[Provided records]:
◆ ◆ ◆
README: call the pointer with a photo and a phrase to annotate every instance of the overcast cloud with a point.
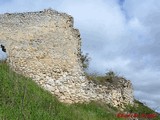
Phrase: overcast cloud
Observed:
(122, 35)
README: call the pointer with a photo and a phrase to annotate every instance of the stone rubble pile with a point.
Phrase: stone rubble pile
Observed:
(44, 46)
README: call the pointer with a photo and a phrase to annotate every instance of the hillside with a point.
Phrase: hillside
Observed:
(22, 99)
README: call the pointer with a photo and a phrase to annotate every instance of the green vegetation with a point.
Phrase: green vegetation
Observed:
(22, 99)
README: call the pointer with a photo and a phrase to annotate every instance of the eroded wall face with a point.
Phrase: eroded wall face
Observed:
(45, 46)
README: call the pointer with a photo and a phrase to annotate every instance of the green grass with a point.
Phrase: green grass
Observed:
(22, 99)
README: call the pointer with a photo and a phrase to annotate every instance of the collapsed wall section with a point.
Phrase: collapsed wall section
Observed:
(45, 46)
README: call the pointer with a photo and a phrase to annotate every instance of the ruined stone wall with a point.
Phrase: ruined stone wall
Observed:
(44, 46)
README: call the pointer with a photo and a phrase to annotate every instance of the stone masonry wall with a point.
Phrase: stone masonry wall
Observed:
(44, 46)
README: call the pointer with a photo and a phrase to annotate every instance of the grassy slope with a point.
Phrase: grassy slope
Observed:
(22, 99)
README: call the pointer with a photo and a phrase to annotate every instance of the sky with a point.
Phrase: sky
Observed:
(119, 35)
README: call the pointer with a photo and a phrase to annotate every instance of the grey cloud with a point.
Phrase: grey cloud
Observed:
(122, 35)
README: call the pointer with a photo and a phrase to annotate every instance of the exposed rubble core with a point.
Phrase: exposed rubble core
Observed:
(44, 46)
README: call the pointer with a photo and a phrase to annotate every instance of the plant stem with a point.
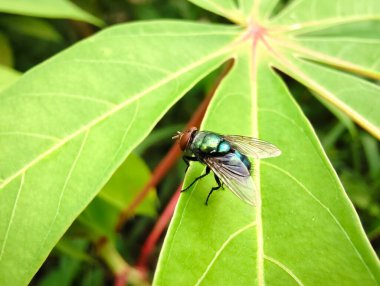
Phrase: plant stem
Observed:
(160, 226)
(122, 271)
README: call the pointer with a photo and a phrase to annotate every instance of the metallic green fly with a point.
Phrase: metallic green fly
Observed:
(227, 156)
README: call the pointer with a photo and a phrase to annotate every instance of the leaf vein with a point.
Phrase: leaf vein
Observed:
(222, 247)
(283, 267)
(73, 165)
(29, 134)
(12, 216)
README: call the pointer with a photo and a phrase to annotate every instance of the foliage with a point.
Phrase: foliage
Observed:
(69, 125)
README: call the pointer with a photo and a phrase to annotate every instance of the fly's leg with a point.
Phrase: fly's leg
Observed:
(187, 160)
(220, 185)
(196, 179)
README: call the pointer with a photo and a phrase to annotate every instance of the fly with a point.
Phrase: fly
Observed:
(227, 156)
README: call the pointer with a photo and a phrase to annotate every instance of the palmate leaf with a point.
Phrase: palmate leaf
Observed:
(48, 9)
(304, 230)
(68, 124)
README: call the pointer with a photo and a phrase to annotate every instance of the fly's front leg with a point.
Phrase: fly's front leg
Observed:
(187, 160)
(220, 185)
(196, 179)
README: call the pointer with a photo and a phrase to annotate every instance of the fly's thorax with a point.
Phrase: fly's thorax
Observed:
(205, 143)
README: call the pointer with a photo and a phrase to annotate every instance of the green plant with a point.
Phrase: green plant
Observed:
(69, 123)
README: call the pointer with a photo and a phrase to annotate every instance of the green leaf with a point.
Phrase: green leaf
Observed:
(342, 91)
(300, 14)
(225, 8)
(32, 27)
(303, 231)
(357, 55)
(7, 76)
(68, 124)
(6, 52)
(48, 9)
(102, 215)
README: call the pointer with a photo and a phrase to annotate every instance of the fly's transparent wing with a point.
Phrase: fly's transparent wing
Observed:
(235, 175)
(252, 147)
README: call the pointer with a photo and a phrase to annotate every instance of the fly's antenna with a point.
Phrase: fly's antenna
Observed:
(179, 134)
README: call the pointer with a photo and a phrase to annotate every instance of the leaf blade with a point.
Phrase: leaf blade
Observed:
(87, 127)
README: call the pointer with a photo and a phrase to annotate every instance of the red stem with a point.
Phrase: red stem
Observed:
(171, 157)
(154, 236)
(121, 279)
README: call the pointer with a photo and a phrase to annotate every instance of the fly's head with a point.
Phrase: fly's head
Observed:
(185, 138)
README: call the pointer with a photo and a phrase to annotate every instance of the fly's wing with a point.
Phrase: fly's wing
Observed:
(252, 147)
(235, 175)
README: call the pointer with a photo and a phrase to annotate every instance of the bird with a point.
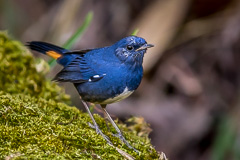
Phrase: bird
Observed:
(101, 75)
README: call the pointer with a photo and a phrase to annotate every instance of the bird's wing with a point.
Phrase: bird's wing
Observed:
(78, 70)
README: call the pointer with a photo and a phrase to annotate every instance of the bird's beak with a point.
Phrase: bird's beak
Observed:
(145, 46)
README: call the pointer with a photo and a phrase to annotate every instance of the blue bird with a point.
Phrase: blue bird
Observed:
(102, 75)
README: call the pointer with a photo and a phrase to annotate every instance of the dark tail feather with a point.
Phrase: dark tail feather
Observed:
(47, 48)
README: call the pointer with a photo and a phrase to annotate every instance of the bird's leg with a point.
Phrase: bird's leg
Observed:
(119, 133)
(95, 125)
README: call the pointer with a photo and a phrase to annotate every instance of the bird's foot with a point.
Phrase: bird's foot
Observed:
(100, 132)
(120, 136)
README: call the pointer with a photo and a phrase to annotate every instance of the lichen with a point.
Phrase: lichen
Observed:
(37, 123)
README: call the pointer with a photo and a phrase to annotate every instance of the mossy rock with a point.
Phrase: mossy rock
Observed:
(37, 123)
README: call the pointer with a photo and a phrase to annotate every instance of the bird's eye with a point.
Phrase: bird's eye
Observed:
(129, 47)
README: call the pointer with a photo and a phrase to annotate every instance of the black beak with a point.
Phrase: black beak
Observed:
(145, 46)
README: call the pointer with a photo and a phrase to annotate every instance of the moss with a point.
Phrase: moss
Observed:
(35, 123)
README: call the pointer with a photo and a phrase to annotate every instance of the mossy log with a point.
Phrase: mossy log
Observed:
(36, 121)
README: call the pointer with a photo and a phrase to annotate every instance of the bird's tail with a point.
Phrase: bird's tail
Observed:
(47, 48)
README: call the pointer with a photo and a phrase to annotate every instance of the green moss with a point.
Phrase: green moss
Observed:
(36, 124)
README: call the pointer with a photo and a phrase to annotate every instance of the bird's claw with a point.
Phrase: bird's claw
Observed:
(100, 132)
(120, 136)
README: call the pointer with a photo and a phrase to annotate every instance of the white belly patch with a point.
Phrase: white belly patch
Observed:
(119, 97)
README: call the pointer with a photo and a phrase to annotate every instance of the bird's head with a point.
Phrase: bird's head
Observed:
(131, 50)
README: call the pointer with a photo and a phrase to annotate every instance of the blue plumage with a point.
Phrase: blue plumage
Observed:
(103, 75)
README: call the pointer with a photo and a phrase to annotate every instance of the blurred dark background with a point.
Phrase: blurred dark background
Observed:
(190, 94)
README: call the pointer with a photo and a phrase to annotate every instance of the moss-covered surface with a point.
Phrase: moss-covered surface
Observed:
(34, 116)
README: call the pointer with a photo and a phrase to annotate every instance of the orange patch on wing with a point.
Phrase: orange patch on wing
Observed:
(53, 54)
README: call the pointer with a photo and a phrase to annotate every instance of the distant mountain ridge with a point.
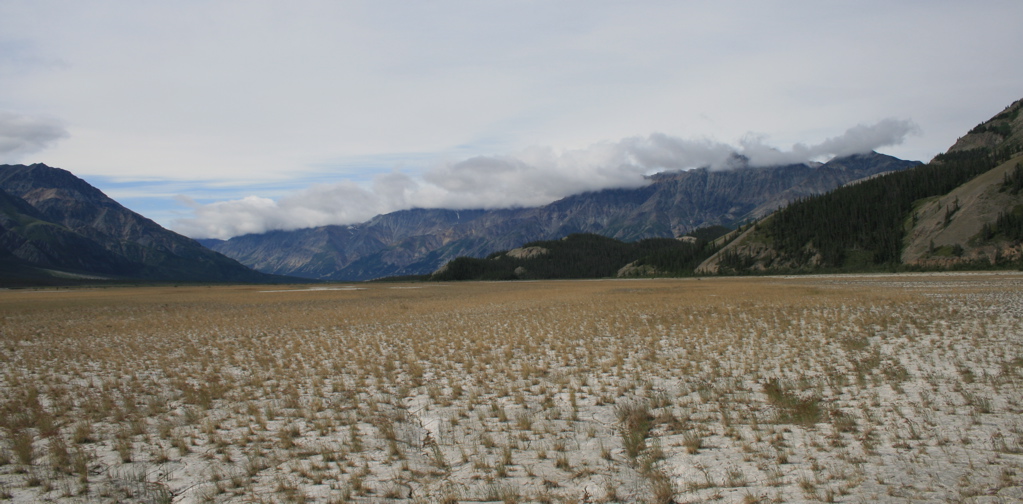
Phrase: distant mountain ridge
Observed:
(962, 210)
(55, 226)
(418, 241)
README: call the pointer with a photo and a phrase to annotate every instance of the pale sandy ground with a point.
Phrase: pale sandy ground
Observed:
(842, 388)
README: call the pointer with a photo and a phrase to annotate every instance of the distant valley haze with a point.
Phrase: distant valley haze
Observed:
(219, 119)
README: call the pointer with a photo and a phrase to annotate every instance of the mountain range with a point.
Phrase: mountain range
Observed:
(962, 210)
(55, 228)
(420, 240)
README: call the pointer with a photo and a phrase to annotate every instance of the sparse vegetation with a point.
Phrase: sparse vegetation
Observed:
(831, 388)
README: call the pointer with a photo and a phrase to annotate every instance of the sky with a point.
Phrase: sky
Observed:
(220, 118)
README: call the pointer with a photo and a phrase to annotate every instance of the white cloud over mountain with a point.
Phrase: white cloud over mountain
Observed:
(533, 177)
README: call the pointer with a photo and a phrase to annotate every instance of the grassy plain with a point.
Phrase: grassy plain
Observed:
(844, 388)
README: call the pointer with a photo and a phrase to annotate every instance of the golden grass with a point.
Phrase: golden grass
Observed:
(829, 388)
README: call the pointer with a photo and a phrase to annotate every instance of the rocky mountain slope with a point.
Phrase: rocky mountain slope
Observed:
(418, 241)
(55, 227)
(964, 209)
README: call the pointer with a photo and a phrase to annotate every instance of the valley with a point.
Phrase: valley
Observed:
(810, 388)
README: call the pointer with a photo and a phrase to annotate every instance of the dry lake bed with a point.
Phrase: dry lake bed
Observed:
(828, 388)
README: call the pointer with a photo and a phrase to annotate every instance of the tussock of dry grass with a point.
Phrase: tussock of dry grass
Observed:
(832, 388)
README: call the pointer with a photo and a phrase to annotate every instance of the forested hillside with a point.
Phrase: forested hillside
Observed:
(868, 226)
(588, 256)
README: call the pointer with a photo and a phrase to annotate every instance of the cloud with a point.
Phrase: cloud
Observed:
(533, 177)
(20, 135)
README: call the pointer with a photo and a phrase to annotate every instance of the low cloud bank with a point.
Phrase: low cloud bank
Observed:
(21, 135)
(533, 177)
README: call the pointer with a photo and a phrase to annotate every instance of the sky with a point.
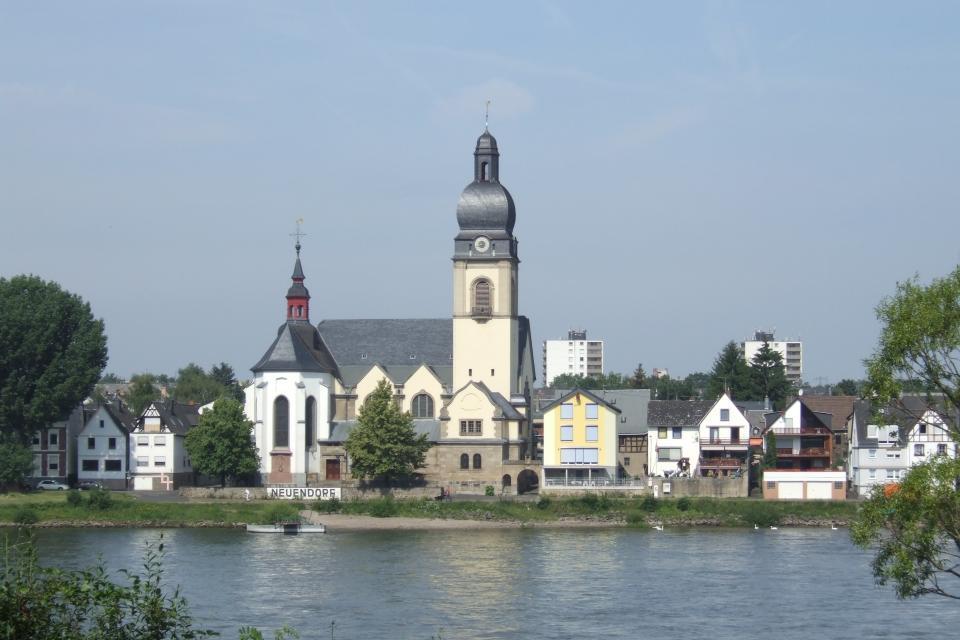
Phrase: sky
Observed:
(684, 173)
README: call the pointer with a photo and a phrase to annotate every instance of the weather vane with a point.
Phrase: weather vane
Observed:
(298, 234)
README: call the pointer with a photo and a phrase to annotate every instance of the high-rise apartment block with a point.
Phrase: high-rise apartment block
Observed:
(790, 350)
(576, 355)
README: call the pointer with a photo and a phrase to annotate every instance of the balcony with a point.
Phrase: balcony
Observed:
(810, 452)
(720, 463)
(725, 442)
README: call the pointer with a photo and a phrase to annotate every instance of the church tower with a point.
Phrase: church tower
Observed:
(486, 326)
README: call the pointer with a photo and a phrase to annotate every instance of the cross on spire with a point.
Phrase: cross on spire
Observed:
(298, 234)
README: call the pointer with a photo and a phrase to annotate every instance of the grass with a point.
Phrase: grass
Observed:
(127, 509)
(636, 512)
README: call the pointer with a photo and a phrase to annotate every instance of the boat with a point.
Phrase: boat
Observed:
(290, 528)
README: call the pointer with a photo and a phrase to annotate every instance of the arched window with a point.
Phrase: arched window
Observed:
(481, 297)
(281, 423)
(309, 422)
(422, 406)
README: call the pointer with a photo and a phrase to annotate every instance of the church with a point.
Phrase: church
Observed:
(465, 380)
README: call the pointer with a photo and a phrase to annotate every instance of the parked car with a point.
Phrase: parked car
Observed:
(51, 485)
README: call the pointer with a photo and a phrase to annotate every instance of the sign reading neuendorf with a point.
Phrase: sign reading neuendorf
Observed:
(303, 493)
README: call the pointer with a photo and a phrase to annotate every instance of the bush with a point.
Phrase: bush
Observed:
(100, 499)
(328, 506)
(25, 515)
(649, 503)
(382, 508)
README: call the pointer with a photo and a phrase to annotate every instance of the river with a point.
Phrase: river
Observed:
(526, 583)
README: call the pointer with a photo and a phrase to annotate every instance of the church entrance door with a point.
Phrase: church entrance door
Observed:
(333, 469)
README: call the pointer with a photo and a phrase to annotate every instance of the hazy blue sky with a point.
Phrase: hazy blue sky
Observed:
(684, 173)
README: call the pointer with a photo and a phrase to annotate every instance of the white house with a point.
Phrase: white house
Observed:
(674, 435)
(103, 446)
(724, 436)
(883, 453)
(158, 456)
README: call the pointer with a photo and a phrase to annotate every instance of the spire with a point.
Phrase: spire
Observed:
(486, 159)
(298, 298)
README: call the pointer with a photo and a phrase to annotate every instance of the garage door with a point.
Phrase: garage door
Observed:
(790, 490)
(819, 490)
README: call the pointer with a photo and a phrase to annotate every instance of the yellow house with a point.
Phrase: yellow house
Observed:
(579, 440)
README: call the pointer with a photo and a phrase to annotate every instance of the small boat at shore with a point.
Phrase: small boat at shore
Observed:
(286, 528)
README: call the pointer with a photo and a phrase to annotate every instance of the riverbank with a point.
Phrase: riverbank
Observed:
(125, 510)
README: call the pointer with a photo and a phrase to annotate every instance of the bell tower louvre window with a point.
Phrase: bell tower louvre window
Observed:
(482, 299)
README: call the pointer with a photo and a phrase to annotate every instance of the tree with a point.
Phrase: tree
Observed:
(846, 387)
(916, 530)
(731, 373)
(52, 351)
(639, 378)
(769, 376)
(919, 343)
(220, 444)
(141, 392)
(770, 450)
(224, 375)
(16, 462)
(603, 381)
(194, 385)
(384, 444)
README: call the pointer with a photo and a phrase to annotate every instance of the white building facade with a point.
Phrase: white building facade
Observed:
(575, 356)
(790, 350)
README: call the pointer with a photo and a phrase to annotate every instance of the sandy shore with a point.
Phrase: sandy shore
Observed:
(339, 522)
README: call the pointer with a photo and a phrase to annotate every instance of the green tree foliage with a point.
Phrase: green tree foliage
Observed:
(916, 531)
(769, 376)
(194, 385)
(224, 375)
(639, 378)
(919, 344)
(603, 381)
(731, 373)
(220, 444)
(16, 463)
(141, 392)
(52, 351)
(44, 603)
(846, 387)
(770, 450)
(383, 444)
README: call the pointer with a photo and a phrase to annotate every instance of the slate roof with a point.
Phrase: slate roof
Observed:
(178, 418)
(298, 347)
(340, 430)
(632, 404)
(838, 407)
(389, 342)
(677, 413)
(120, 415)
(905, 414)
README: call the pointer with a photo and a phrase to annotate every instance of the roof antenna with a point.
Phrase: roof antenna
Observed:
(298, 234)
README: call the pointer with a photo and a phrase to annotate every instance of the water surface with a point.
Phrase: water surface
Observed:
(617, 583)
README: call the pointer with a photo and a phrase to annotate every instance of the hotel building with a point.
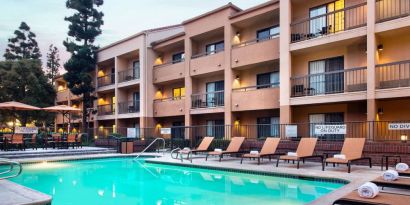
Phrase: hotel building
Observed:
(252, 72)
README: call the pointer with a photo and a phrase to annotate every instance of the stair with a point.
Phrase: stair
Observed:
(55, 152)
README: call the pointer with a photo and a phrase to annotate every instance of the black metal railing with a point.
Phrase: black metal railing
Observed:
(256, 87)
(209, 99)
(105, 80)
(169, 63)
(256, 40)
(393, 75)
(391, 9)
(129, 107)
(348, 80)
(207, 53)
(128, 75)
(105, 109)
(329, 23)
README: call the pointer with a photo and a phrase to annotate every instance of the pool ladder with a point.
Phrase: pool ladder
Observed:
(152, 143)
(12, 164)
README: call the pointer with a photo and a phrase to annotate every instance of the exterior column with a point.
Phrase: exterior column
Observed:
(188, 85)
(285, 61)
(371, 61)
(228, 74)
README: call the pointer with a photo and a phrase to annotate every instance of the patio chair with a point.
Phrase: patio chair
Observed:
(353, 150)
(268, 150)
(71, 140)
(304, 151)
(31, 142)
(382, 198)
(203, 147)
(400, 183)
(233, 148)
(18, 141)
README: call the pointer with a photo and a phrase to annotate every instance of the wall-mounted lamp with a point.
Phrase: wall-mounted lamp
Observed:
(403, 138)
(380, 111)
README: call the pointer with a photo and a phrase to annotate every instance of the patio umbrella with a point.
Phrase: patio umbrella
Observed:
(63, 109)
(12, 105)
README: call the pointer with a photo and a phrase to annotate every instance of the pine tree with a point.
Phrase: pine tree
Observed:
(84, 27)
(53, 63)
(23, 45)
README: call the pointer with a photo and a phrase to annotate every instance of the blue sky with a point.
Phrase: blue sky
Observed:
(122, 18)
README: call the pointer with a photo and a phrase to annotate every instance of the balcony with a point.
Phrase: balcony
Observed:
(263, 97)
(335, 82)
(255, 51)
(107, 109)
(329, 23)
(208, 100)
(387, 10)
(105, 80)
(128, 75)
(128, 107)
(207, 62)
(169, 107)
(169, 71)
(393, 75)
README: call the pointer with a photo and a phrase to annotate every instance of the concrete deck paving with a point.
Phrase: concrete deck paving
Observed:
(358, 176)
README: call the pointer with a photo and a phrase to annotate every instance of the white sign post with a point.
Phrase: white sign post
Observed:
(26, 130)
(339, 129)
(291, 130)
(165, 131)
(399, 126)
(131, 132)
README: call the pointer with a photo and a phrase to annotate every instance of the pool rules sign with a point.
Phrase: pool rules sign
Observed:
(339, 129)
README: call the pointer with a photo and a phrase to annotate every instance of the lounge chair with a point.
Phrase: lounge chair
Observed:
(400, 183)
(71, 140)
(353, 150)
(233, 148)
(304, 151)
(382, 198)
(203, 147)
(18, 141)
(268, 150)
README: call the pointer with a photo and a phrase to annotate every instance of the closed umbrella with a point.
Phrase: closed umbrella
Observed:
(12, 105)
(65, 110)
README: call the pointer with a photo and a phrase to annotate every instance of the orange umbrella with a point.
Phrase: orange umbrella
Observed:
(12, 105)
(63, 109)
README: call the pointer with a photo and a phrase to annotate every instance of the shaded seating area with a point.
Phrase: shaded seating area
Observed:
(352, 151)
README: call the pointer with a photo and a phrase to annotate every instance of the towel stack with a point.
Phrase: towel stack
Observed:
(390, 175)
(368, 190)
(292, 154)
(401, 167)
(254, 152)
(339, 156)
(218, 150)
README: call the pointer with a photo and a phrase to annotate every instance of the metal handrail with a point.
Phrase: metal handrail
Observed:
(12, 164)
(153, 142)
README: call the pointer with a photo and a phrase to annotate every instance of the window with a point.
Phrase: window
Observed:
(178, 57)
(178, 93)
(267, 33)
(321, 83)
(267, 80)
(327, 23)
(215, 128)
(268, 127)
(214, 48)
(327, 118)
(215, 94)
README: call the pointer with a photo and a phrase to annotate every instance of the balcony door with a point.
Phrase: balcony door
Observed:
(214, 94)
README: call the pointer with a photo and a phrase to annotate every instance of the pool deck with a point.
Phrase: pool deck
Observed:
(358, 175)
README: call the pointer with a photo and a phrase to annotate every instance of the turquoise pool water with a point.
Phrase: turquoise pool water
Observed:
(122, 181)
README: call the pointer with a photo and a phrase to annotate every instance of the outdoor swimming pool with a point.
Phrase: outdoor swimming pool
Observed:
(123, 181)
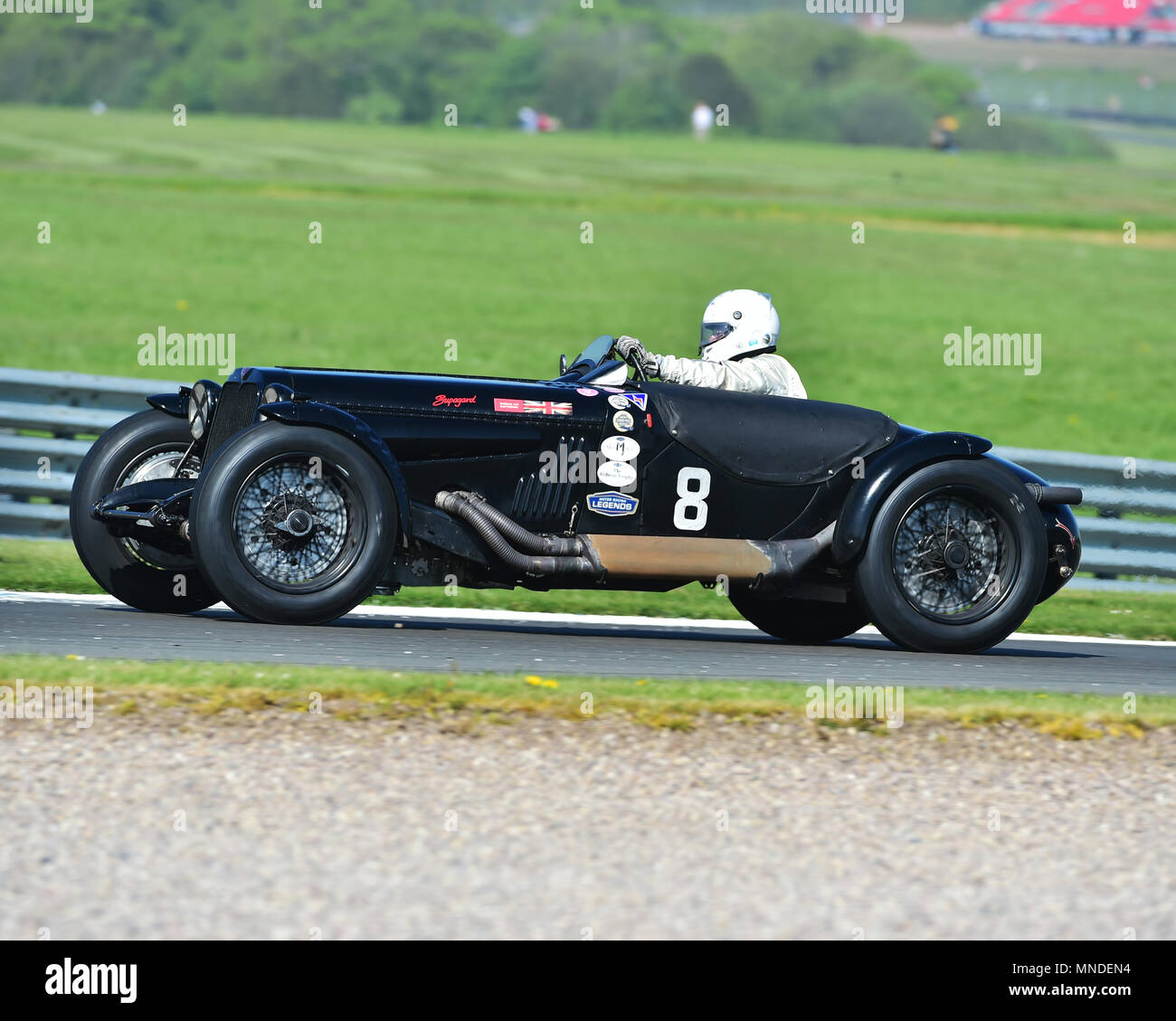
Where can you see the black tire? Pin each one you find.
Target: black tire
(255, 497)
(134, 572)
(800, 621)
(955, 559)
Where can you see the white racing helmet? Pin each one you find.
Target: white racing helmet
(739, 323)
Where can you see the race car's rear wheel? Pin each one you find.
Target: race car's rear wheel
(297, 524)
(161, 578)
(800, 621)
(955, 559)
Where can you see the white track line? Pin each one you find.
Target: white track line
(458, 615)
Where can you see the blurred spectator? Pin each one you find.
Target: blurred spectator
(704, 120)
(944, 134)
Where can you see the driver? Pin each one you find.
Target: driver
(737, 351)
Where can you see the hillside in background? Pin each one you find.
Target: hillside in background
(636, 66)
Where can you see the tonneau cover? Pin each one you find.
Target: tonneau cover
(781, 440)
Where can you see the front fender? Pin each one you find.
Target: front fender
(312, 413)
(173, 403)
(883, 473)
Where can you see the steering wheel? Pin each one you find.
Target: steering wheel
(635, 364)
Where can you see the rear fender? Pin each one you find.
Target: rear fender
(883, 473)
(312, 413)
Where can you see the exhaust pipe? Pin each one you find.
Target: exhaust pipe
(634, 556)
(474, 515)
(521, 538)
(1055, 494)
(706, 559)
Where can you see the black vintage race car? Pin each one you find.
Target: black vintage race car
(293, 494)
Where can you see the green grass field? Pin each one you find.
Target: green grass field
(459, 233)
(466, 701)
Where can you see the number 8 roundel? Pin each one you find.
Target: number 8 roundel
(690, 509)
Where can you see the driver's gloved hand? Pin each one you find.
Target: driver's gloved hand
(631, 349)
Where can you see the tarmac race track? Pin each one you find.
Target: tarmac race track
(567, 644)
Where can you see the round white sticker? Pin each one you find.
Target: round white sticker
(620, 449)
(616, 473)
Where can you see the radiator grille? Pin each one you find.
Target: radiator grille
(235, 410)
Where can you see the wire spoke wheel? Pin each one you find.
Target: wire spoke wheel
(298, 523)
(953, 554)
(159, 462)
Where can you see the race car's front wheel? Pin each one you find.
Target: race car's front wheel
(955, 559)
(295, 523)
(800, 621)
(157, 576)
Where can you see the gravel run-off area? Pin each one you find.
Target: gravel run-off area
(279, 825)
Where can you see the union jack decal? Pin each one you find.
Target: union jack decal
(533, 407)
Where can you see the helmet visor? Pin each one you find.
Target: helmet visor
(713, 332)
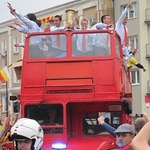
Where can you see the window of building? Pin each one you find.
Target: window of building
(16, 41)
(132, 11)
(133, 40)
(135, 77)
(15, 79)
(4, 47)
(91, 20)
(3, 104)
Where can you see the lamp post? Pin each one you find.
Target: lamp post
(113, 4)
(4, 56)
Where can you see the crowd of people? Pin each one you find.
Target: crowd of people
(27, 133)
(29, 24)
(130, 137)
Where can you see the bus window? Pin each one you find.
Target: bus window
(46, 115)
(51, 46)
(91, 125)
(91, 44)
◆ ◆ ◆
Among the lines above, find the one with "sign with a point." and the one with "stack with a point.". Quote both and everything between them, exactly.

[Answer section]:
README: call the pointer with a photo and a phrase to annotate every instance of the pool rules sign with a point.
Phrase: pool rules sign
Observed:
(339, 129)
README: call the pointer with a photo and a phrase to annotate every instance of the lounge chair with a point.
Phrase: lounge chair
Observed:
(400, 183)
(71, 140)
(353, 150)
(233, 148)
(304, 151)
(382, 198)
(203, 147)
(18, 141)
(268, 150)
README: call the pointer with a photo and a phrase to annotate every instance of the closed umbrella with a point.
Phrase: closed umbrella
Observed:
(12, 105)
(65, 110)
README: call the pointer with a photo and a phrase to annotate every instance of the orange umbrella with a point.
Phrase: orange umbrella
Observed:
(12, 105)
(63, 109)
README: call the pointer with a photo and a phrase to annotate every instance of the shaded seating area with a point.
Phrase: shaded seating area
Observed:
(352, 151)
README: call the pointer with a photo and a phrase to annotate every instance of the towel stack with a point.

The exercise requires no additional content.